» **REQUEST**
Update the rows below by changing "Note for the class" to "Reminder for the class" everywhere it appears, keeping everything else the same.

####

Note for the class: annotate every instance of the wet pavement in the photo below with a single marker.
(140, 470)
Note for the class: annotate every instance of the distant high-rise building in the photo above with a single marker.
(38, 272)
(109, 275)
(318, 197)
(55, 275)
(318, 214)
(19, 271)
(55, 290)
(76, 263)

####

» **SOLUTION TO THE PROBLEM**
Reminder for the class: annotate every instance of the wet pavement in the photo below with a single marker.
(140, 470)
Reminder for the class: annotate every instance of the distant high-rise building in the photo above with a single marker.
(38, 272)
(109, 275)
(318, 197)
(55, 275)
(318, 214)
(19, 271)
(55, 290)
(76, 263)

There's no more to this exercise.